**TASK DETAILS**
Write out all of the data again, precisely as it appears.

Stored data entries:
========

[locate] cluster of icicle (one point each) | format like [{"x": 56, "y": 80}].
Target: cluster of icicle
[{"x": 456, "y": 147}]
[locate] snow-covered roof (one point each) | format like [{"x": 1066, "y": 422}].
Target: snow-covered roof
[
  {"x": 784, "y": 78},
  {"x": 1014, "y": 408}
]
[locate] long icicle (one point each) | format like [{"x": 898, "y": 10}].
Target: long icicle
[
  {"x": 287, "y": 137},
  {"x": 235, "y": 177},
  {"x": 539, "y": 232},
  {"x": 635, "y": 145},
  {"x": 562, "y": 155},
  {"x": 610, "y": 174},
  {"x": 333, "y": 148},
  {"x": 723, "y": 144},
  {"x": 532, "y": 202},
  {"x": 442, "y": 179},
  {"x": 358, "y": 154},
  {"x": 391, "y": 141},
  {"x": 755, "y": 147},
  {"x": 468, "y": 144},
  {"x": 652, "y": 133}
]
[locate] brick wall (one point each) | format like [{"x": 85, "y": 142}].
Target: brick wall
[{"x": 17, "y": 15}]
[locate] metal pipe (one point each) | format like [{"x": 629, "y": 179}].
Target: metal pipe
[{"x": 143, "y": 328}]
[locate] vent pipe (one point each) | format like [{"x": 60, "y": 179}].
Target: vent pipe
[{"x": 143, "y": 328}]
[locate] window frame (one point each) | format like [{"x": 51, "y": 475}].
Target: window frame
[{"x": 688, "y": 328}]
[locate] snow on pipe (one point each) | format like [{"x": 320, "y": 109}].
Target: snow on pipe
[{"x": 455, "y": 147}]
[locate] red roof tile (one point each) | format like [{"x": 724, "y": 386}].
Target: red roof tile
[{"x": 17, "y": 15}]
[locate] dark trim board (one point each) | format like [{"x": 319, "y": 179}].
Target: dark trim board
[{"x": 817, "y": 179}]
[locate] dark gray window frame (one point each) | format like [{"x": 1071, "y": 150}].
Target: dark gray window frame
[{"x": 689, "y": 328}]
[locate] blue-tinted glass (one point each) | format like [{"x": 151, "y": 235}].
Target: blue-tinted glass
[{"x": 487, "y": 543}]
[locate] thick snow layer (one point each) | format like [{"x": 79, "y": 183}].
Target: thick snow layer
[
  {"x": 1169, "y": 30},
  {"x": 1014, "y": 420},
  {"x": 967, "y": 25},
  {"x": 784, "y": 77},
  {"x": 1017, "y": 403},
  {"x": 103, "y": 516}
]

========

**SOLUTION TO THE EXERCISE**
[locate] cluster of icicle (one point each) | format like [{"x": 56, "y": 80}].
Target: cluster of icicle
[{"x": 456, "y": 147}]
[locate] snow-covered roof (one point each) | format like [{"x": 1066, "y": 422}].
Target: snow-covered roof
[
  {"x": 784, "y": 78},
  {"x": 1014, "y": 408}
]
[locate] long icicle (one point each) | format like [{"x": 898, "y": 10}].
Target: long icicle
[
  {"x": 287, "y": 137},
  {"x": 235, "y": 177},
  {"x": 539, "y": 232},
  {"x": 635, "y": 145},
  {"x": 562, "y": 155},
  {"x": 610, "y": 174},
  {"x": 333, "y": 148},
  {"x": 723, "y": 144},
  {"x": 532, "y": 202},
  {"x": 442, "y": 179},
  {"x": 358, "y": 154},
  {"x": 391, "y": 141},
  {"x": 755, "y": 147},
  {"x": 468, "y": 144},
  {"x": 652, "y": 133}
]
[locate] brick wall (one point each) | format like [{"x": 85, "y": 142}].
Target: brick wall
[{"x": 17, "y": 15}]
[locate] metal pipe (one point each) | format like [{"x": 629, "y": 179}].
Target: metal pipe
[{"x": 143, "y": 328}]
[locate] vent pipe (one point each) | format like [{"x": 60, "y": 179}].
Target: vent pipe
[{"x": 143, "y": 328}]
[locate] window frame (one point each) | format like [{"x": 51, "y": 475}].
Target: window frame
[{"x": 688, "y": 328}]
[locate] snow on pipe (one point each) | format like [{"x": 320, "y": 109}].
Target: snow on pipe
[{"x": 455, "y": 147}]
[locate] red roof tile (one point each) | format like [{"x": 724, "y": 386}].
Target: red roof tile
[{"x": 17, "y": 15}]
[locate] dark trim board (one point each) | format like [{"x": 319, "y": 179}].
Target: dark trim board
[{"x": 817, "y": 179}]
[locate] dark gray window frame (one point each) | format like [{"x": 1071, "y": 150}].
Target: dark gray window frame
[{"x": 689, "y": 328}]
[locate] blue-tinted glass (one point each) | format like [{"x": 151, "y": 235}].
Target: blue-tinted glass
[{"x": 487, "y": 543}]
[locate] thick snow layer (one point each) | format like [{"x": 79, "y": 183}].
Target: thick snow layer
[
  {"x": 1169, "y": 30},
  {"x": 1014, "y": 420},
  {"x": 967, "y": 25},
  {"x": 784, "y": 77},
  {"x": 1017, "y": 403},
  {"x": 103, "y": 516}
]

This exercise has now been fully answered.